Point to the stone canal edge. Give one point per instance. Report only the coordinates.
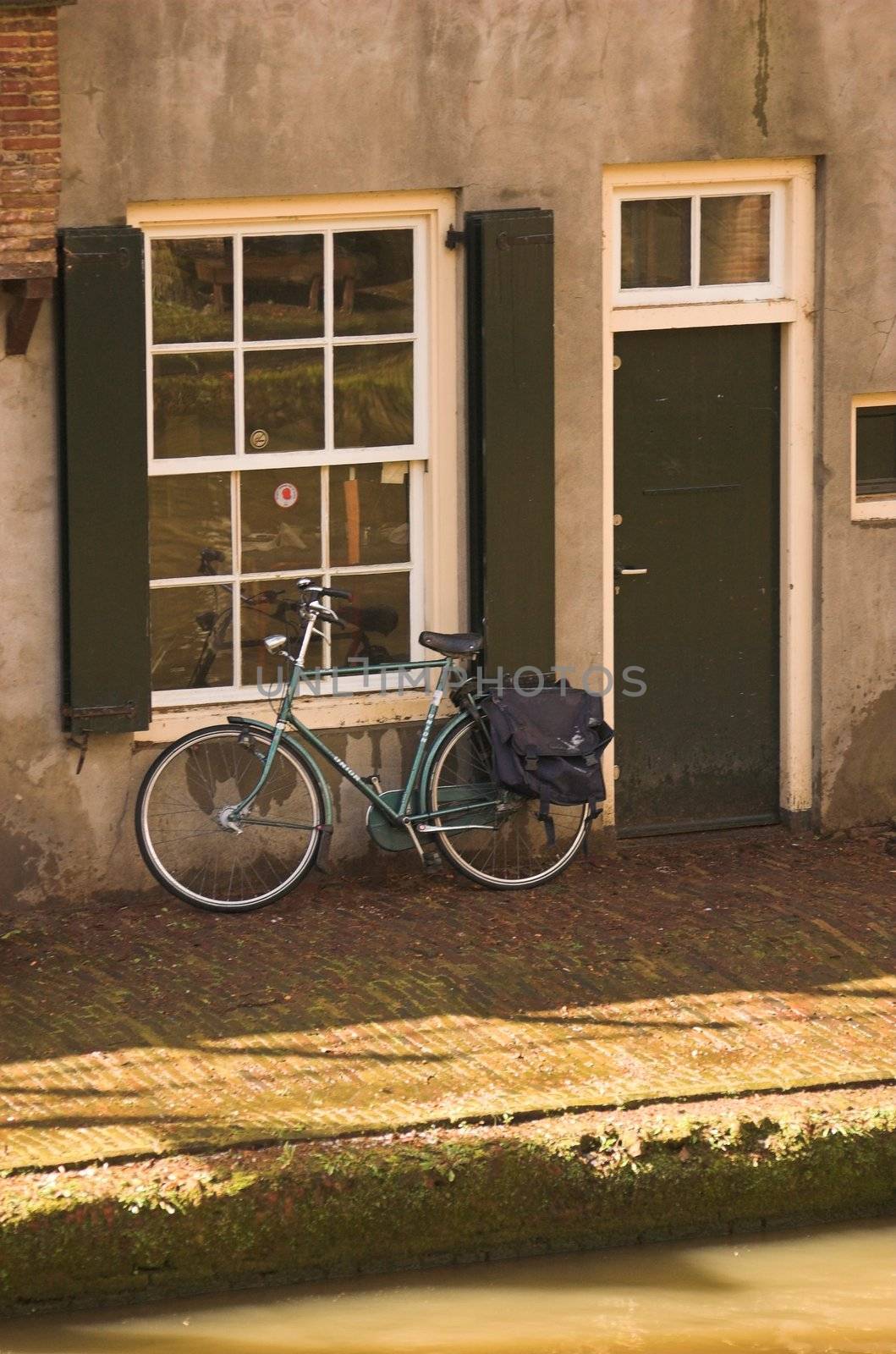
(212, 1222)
---
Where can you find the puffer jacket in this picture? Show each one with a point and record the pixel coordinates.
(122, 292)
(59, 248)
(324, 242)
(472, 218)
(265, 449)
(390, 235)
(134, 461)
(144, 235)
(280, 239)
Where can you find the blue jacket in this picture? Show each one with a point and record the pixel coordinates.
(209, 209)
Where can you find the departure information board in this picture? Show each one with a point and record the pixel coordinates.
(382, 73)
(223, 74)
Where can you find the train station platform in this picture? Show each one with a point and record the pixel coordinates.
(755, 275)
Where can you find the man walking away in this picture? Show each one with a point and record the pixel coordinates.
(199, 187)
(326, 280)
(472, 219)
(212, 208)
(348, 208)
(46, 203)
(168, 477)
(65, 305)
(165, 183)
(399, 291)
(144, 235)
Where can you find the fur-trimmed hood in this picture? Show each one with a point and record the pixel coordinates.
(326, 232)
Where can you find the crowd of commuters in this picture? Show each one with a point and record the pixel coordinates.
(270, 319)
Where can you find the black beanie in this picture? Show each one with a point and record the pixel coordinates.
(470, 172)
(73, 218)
* * *
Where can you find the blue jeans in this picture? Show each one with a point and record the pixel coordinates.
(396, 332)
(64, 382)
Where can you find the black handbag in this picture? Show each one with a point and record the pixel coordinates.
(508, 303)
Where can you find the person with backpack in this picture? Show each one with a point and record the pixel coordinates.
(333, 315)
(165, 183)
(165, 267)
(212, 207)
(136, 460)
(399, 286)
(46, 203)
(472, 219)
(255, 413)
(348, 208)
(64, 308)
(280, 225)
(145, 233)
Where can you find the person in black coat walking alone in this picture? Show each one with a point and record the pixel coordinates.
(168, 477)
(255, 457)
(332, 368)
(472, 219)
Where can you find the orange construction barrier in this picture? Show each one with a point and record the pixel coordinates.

Work request: Scan the listing above for the line that has "Where can you find the person with", then copy exactly from that line through the line that has "Where can you find the orange".

Response to this task:
Where can you find the person with backpack in this picture? Show each one with a point and record the pixel coordinates.
(333, 315)
(165, 183)
(165, 267)
(212, 207)
(136, 460)
(399, 286)
(46, 203)
(472, 219)
(255, 413)
(348, 208)
(64, 308)
(280, 225)
(145, 233)
Where can you find the person in black coat walking alone in this picture? Show each one with a point and record the pixel coordinates.
(168, 477)
(255, 457)
(332, 368)
(472, 219)
Where can you find the orange construction barrier in this picture? Show each one with a point and record the pixel coordinates.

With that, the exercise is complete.